((

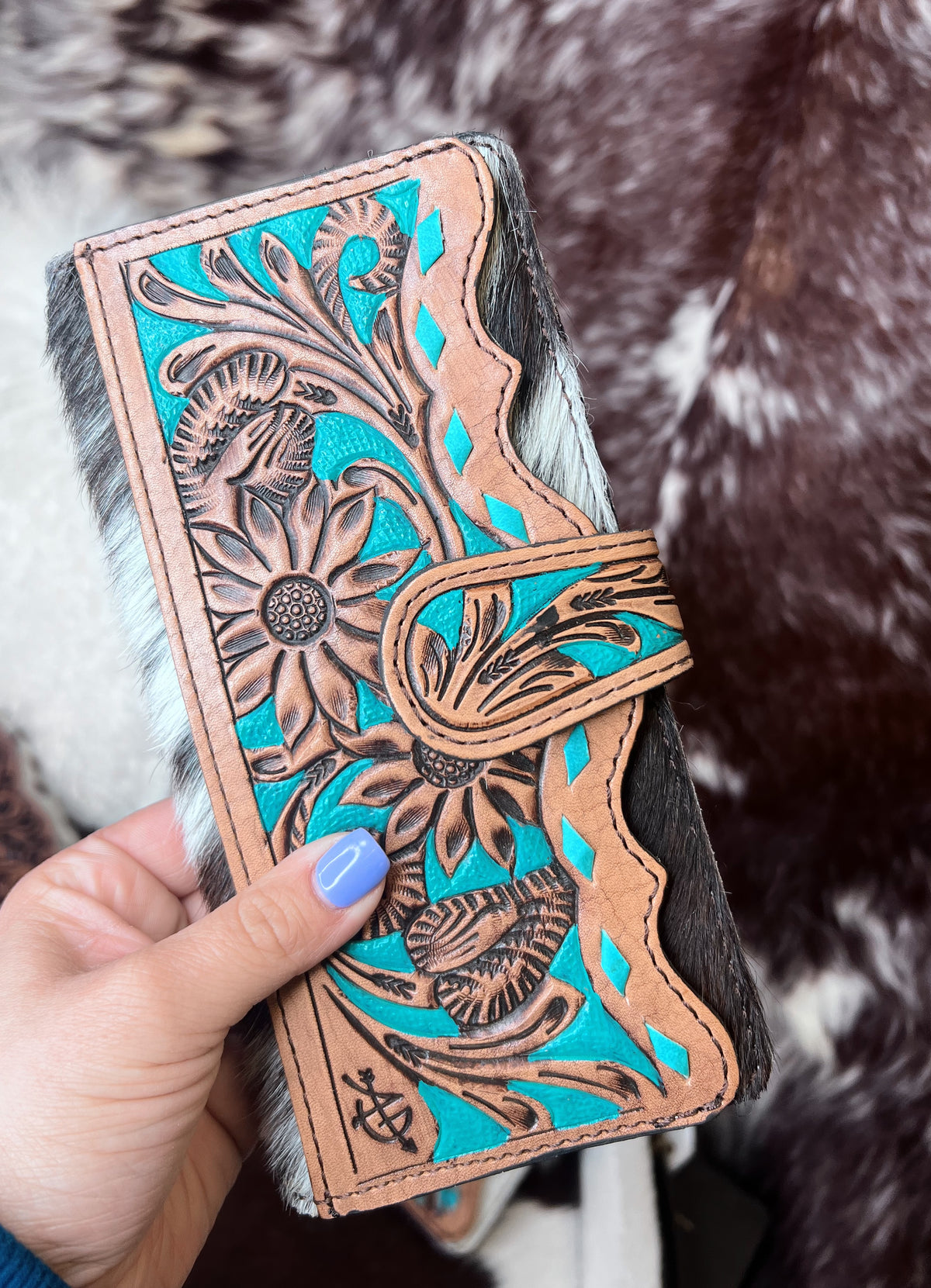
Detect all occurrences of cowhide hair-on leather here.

))
((

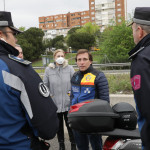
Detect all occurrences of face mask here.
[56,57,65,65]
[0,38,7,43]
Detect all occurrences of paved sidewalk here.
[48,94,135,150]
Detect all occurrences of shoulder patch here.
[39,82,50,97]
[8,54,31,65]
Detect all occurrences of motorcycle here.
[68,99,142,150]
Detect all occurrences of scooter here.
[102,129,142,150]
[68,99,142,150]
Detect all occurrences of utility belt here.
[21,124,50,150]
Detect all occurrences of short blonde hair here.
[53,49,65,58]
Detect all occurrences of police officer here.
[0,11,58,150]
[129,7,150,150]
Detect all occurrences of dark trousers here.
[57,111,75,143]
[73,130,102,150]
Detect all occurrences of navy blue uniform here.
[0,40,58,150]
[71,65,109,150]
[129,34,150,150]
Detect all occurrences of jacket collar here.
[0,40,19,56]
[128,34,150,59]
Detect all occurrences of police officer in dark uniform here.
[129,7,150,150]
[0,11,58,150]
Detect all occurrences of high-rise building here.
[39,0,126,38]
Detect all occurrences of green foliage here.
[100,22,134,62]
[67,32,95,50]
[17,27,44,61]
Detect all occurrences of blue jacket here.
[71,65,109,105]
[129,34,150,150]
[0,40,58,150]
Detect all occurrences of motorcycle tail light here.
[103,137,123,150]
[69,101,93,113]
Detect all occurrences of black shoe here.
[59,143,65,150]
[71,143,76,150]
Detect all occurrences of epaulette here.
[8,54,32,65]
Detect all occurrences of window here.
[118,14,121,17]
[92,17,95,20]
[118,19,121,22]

))

* ЧТО ТРЕБУЕТСЯ
Представьте все пункты, начиная со строки с «Detect all occurrences of scooter here.» и заканчивая строкой с «[118,19,121,22]» включительно, в виде CSV из двух столбцов «запрос» и «ответ». В каждой строке CSV должны стоять текст одного пункта и ответ к нему, каждый в отдельном поле в кавычках, а переносы строк внутри полей замените пробелами.

* РЕЗУЛЬТАТ ВЫПОЛНЕНИЯ
запрос,ответ
"Detect all occurrences of scooter here.","[102,129,142,150] [68,99,142,150]"
"Detect all occurrences of utility belt here.","[21,124,50,150]"
"Detect all occurrences of short blonde hair here.","[53,49,65,58]"
"Detect all occurrences of police officer here.","[0,11,58,150] [129,7,150,150]"
"Detect all occurrences of dark trousers here.","[57,111,75,143] [73,130,102,150]"
"Detect all occurrences of navy blue uniform here.","[0,40,58,150] [71,65,109,150] [129,34,150,150]"
"Detect all occurrences of jacket collar here.","[0,40,19,56] [128,34,150,59]"
"Detect all occurrences of police officer in dark uniform here.","[129,7,150,150] [0,11,58,150]"
"Detect all occurrences of high-rise building here.","[39,0,126,38]"
"Detect all occurrences of green foliage here.","[100,22,134,62] [67,32,95,50] [17,27,44,61]"
"Detect all occurrences of blue jacket here.","[71,65,109,105] [129,34,150,150] [0,40,58,150]"
"Detect all occurrences of motorcycle tail light here.","[103,137,123,150] [69,101,93,113]"
"Detect all occurrences of black shoe here.","[59,143,65,150] [71,143,76,150]"
"Detect all occurrences of epaulette here.","[8,54,32,65]"
"Detect all occurrences of window here.","[118,14,121,17] [92,17,95,20] [118,19,121,22]"